- _CONSIGNES DE TRAVAIL_
D'après le passage sur la joie dans la souffrance, dans quel pays se trouvait la prison où la jeune femme médecin fut torturée ?

- _PASSAGE CHOISI_
• • •

La joie dans la souffrance
C’est le plus souvent au terme d’un long cheminement que la paix peut naître de la souffrance. Pour chaque personne, la voie est différente ; les uns connaîtront plus longtemps la tentation de la révolte, d’autres souffriront d’être à charge à leurs proches sans utilité apparente. Par l’épreuve, leur espérance sera purifiée (S.D. 26).
Lorsqu’on retrouve le témoignage de ceux qui sont passés par le feu de la souffrance, presque toujours on y découvre un moment où la lutte cesse, où celui qui souffre s’abandonne à Dieu ; il connaît alors la joie de celui qui a abandonné tous ses biens pour suivre Jésus. Nous nous souvenons du récit de cette jeune femme médecin qui fut torturée pendant de longues semaines dans une prison du Chili : « Au début, je demandais anxieusement ma libération. Mais alors me vint cette pensée que, dans ma condition d’extrême pauvreté, il me restait une liberté : je pouvais prier pour obtenir ma grâce ou bien je pouvais tenter de dire oui à quoi que ce soit que Dieu puisse m’envoyer... Ce combat se prolongea... Plusieurs fois par jour, je me trouvais faible et je demandais que me soient épargnées de nouvelles souffrances ; mais alors avec la conscience claire que j’avais retiré ma donation, je demandais pardon et me forçais à prononcer : « Non pas ma volonté mais que la tienne se fasse ! » Cette lutte qui se déroulait sur un plan purement spirituel peut paraître artificielle et en même temps dépourvue de sens ; toutefois elle me conduisit au oui inconditionnel à l’égard de tout ce que, selon son bon plaisir, Dieu voudrait me réserver – une expérience de paix et de joie dépassant de loin tout ce que j’avais éprouvé [8] ».

• • •

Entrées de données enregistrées
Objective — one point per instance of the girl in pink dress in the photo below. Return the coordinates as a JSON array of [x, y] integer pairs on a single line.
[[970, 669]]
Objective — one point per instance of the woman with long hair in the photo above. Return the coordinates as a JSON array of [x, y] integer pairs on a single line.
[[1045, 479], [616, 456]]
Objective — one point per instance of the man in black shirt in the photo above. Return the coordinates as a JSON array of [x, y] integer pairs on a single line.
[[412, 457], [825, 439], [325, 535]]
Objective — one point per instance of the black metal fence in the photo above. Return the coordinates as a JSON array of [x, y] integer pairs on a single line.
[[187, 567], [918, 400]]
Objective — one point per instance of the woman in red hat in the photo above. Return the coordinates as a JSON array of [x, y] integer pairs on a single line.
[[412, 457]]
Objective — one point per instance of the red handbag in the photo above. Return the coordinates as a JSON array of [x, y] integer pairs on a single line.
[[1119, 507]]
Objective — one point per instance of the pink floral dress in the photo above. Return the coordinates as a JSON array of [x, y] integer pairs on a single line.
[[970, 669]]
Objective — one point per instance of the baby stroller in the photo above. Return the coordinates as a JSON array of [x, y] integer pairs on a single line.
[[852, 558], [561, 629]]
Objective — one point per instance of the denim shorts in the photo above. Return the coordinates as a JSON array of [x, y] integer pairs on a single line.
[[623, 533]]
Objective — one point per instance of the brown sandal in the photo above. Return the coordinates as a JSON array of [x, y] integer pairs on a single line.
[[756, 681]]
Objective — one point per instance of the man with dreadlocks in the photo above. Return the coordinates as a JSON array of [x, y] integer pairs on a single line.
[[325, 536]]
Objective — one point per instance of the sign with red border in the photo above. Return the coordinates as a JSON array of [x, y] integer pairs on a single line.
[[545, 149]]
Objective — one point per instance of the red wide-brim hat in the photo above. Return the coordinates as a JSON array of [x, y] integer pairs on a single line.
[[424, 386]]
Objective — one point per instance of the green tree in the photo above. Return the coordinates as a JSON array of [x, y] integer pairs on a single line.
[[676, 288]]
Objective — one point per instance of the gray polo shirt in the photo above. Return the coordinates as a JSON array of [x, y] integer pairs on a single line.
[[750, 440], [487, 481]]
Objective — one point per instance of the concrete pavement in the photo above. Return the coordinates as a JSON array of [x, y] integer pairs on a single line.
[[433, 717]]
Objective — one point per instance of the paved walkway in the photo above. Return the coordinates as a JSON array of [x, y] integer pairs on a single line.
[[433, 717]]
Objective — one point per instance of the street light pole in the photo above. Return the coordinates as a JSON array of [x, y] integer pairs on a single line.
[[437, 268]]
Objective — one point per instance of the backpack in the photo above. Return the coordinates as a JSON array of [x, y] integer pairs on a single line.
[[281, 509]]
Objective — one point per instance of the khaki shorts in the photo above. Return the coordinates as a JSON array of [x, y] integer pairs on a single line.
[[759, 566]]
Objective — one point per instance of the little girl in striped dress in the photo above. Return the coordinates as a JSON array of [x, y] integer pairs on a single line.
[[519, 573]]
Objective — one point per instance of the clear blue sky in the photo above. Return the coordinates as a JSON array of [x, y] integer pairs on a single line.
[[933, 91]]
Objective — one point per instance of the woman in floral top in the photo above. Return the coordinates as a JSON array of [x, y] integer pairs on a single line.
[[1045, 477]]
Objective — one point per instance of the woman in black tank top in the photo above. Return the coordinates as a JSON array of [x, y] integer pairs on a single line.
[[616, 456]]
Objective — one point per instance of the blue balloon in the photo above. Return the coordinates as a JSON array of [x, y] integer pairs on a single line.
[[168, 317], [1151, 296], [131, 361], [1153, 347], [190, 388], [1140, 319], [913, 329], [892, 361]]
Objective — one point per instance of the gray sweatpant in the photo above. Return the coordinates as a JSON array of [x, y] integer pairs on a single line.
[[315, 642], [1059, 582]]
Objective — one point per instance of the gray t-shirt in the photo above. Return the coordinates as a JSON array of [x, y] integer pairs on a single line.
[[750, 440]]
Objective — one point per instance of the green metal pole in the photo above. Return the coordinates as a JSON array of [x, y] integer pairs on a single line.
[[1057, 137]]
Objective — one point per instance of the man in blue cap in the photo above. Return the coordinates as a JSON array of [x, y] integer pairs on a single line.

• • •

- _VOTRE RÉPONSE_
Au Chili.